Problem statement
Render the stretch from the line containing "Drop one point per instance of the birch" through the end of the records as a two-column CSV with the columns instruction and points, one row per record. Put each record's text and its answer in one quoted field apiece, turning line breaks into spaces.

Record excerpts

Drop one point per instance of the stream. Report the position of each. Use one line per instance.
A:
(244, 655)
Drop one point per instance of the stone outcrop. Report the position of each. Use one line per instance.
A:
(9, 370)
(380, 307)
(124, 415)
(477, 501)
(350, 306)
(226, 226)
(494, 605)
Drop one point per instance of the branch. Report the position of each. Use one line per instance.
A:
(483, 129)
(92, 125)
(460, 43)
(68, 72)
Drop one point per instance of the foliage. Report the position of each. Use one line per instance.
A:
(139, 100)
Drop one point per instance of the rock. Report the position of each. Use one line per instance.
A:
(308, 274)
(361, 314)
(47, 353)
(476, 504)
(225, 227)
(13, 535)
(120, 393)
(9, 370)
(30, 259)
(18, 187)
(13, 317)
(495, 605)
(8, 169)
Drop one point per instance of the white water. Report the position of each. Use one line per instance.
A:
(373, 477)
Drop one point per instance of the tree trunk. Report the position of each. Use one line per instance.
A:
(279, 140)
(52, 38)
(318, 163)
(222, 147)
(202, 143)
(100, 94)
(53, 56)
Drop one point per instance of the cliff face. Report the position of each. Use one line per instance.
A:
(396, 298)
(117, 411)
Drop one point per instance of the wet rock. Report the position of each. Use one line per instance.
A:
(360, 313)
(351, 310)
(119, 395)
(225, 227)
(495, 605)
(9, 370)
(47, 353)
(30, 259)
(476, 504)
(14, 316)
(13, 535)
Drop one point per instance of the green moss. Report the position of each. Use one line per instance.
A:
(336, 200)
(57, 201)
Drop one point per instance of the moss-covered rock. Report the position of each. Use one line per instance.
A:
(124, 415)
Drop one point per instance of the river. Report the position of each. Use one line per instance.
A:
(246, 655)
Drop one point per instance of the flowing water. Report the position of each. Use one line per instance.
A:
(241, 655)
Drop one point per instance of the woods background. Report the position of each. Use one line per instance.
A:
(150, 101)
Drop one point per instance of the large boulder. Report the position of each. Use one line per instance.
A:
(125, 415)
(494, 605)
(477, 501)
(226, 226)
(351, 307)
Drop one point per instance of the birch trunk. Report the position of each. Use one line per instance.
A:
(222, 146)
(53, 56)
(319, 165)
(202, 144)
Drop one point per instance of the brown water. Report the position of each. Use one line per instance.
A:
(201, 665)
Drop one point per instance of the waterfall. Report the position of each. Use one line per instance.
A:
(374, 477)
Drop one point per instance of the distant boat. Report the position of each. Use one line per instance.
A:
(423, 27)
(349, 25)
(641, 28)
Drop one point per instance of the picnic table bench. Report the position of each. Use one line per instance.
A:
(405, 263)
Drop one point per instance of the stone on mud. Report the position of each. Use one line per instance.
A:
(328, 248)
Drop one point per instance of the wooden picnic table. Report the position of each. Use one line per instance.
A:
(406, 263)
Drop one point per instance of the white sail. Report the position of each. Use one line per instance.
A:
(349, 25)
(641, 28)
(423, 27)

Answer to this problem
instruction,points
"Drop one point per instance of the birch trunk. Report the position of each. Use one line per instance. A:","(222, 146) (53, 56) (319, 165) (202, 144)"
"Drop one point per instance of the brown water. Report the position of each. Use one line per instance. A:","(201, 665)"
"Drop one point per instance of the waterfall. Report the position of each. Use one line per instance. A:","(374, 477)"
"Drop one point per instance of the distant boat. Report the position of each. Use one line per instance. A:","(423, 27) (349, 25) (641, 28)"
"Drop one point per instance of the picnic table bench. Report the position of each. Use one line per instance. A:","(405, 263)"
"Drop one point per instance of the stone on mud. Report the position of each. Use one line per instance. A:","(328, 248)"
"Drop one point per instance of the wooden picnic table. Report the position of each. Use one line per instance. A:","(406, 263)"
"Drop one point per instance of the white sail. Report the position of each. Use one line per instance. A:","(349, 25) (641, 28) (423, 27)"